BEGIN TASK INPUTS
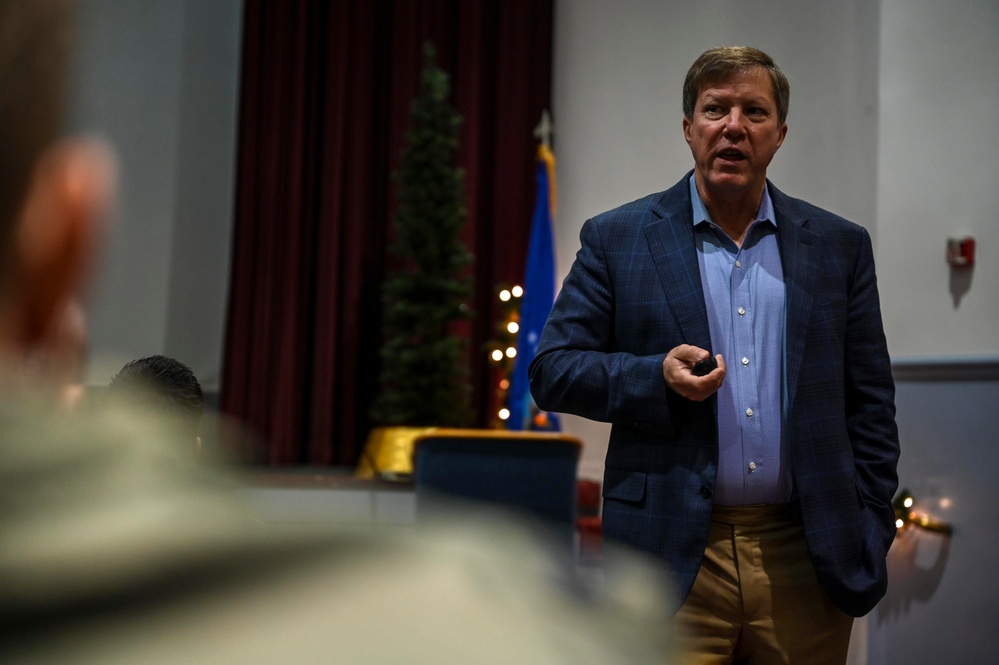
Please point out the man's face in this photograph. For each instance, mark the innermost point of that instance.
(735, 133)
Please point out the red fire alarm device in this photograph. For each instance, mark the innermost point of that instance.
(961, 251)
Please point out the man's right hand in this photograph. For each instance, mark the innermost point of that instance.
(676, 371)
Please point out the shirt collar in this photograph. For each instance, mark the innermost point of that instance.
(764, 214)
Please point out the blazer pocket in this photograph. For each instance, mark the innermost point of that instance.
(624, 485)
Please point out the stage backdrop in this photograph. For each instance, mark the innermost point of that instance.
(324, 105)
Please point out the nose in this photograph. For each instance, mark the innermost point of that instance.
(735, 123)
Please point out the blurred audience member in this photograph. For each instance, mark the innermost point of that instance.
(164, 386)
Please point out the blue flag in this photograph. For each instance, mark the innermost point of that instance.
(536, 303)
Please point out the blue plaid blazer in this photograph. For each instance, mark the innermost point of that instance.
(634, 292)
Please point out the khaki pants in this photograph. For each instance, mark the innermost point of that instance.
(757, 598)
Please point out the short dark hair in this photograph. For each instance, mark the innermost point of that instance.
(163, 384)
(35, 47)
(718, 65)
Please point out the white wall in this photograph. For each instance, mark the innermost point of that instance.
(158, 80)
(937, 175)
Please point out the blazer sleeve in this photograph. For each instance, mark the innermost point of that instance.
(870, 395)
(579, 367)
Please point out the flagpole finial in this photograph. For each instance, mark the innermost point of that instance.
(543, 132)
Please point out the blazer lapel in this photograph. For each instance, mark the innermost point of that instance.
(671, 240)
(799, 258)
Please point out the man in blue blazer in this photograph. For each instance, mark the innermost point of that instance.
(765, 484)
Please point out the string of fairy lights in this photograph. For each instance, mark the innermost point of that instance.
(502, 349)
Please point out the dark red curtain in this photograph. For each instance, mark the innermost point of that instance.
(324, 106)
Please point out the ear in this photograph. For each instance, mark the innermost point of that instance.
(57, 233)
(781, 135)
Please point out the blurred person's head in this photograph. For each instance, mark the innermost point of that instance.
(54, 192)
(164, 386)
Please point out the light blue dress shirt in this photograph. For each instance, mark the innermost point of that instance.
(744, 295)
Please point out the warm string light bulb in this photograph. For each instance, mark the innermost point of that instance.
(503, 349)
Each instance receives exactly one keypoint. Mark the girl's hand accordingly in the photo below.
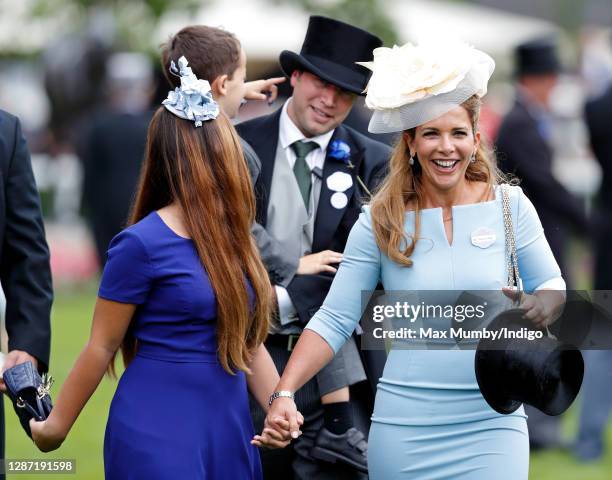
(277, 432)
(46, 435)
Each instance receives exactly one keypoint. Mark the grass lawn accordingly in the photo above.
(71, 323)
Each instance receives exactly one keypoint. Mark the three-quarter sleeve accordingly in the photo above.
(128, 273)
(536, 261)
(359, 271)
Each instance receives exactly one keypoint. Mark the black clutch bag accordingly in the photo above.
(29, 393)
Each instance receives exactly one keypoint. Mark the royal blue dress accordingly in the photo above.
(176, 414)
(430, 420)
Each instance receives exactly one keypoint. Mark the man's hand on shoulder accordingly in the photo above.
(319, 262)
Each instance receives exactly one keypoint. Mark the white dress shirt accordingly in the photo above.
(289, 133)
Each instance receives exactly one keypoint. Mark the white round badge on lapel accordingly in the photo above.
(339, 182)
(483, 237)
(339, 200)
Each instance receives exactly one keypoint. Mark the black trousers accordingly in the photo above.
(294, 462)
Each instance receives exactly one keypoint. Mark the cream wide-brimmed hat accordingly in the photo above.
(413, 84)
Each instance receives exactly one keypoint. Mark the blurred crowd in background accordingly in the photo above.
END TASK INPUTS
_TASK GOAL_.
Leave out the pictures and give the rest of the records again exactly.

_RESPONSE_.
Please point out the man's face in this photograph. For each instance, mark the innermost point of that instance.
(735, 133)
Please point out the red fire alarm device in this photograph. For each instance, mark the innermost point of that instance.
(961, 251)
Please point out the man's right hand in this photograph. For each instance, mark the innermost point of that instance.
(676, 371)
Please point out the shirt collar in this photograph. For each instance, mark the innermost point of that instance.
(764, 214)
Please point out the blazer pocket in this photograph. For each instance, mark the innermost point of that instance.
(624, 485)
Please point out the stage backdrop in this photograph. For each instance, mark the innermost point of that instance.
(324, 105)
Please point out the nose in this photograph. For each instance, mark the innermost point of that instance.
(735, 123)
Please point out the blurred audience member in this photograph. For each instance, mark the innermost point of that instance.
(164, 386)
Please point out the blue flag in this photograph. For each instance, mark the innermost point of that instance.
(536, 303)
Please point out the blue plaid blazer in this photograph. For each instance, mark the innermost point of that instance.
(634, 292)
Please point out the khaki pants in this photograph. For each instance, mark the innermost point of that instance.
(757, 598)
Please point out the short dark hair in this photograph. For each instance, mark the innermost point of that instance.
(163, 384)
(35, 47)
(718, 65)
Please point out the white wall in this photograph. For each instance, mark the innermost point of that instance.
(158, 80)
(937, 175)
Please point out the blazer sleeve in this photograph. For each instance, mark the innermost point of that instance.
(870, 395)
(579, 367)
Please point out the flagpole finial in this photograph. For each instance, mark the innermost point of that instance.
(543, 132)
Please point out the blazer lapel in this photograph. For each instance, mark the innermost point of that instance.
(671, 240)
(799, 258)
Please point out the man in blue blazer in this photograph. For each instance, mark the innermost point of that instance.
(765, 484)
Please point out the string of fairy lights in this photograph. For each instance, mark the innermost point of that instance.
(502, 349)
Please point out the dark red curtain in this photograph. For each instance, mark the innermost point of that instance.
(324, 106)
Please point out the ear in this photograph. For each instance, mark the innermost point of that instance.
(57, 233)
(781, 135)
Please point out the blurred person's head in this photograph. For each instance, mark the innermost point of that instance.
(54, 192)
(164, 386)
Please point out the light blue dress shirt in this photograph. For each instance, mark the innermost point of that instance.
(744, 295)
Please point out the warm string light bulb in this photograph. For each instance, mark the innermost point of that instance.
(503, 349)
Each instance receives exactly one keypoint. Mark the girl's hand accordingly in the photo below.
(277, 432)
(46, 435)
Each instance receives exactly one keypoint. Mark the grass lawn accordingly in the photo above.
(71, 323)
Each instance receives exactly one keypoint. Mark the three-quarter sleeve accordingly in the photo above.
(128, 273)
(536, 261)
(359, 271)
Each instance receives exactly one keypoint. Mark the black clutch bag accordingly in the photo above.
(29, 393)
Each instance receives exactly one keypoint. Mark the royal blue dress accordingly in the photo above.
(176, 414)
(430, 420)
Each instance receives exactly one keypoint. Mark the man's hand on shoulder accordingly in the photo above.
(319, 262)
Each instance receives exactly one keypoint. Mark the white dress shirt accordingly in the photo above.
(289, 133)
Each instance receives exactly one keypoint. Mark the white round badge on lapel accordingly in the photo above.
(339, 182)
(483, 237)
(339, 200)
Each instance receives exactly one keypoint. Mark the black trousers accordingly in the photo above.
(294, 462)
Each instance receives exactly one keypoint. Mark the cream wide-brimmed hat accordingly in the photo above.
(413, 84)
Each instance receives exactly one keypoint. Mark the blurred crowd in background accordingly in the photo above.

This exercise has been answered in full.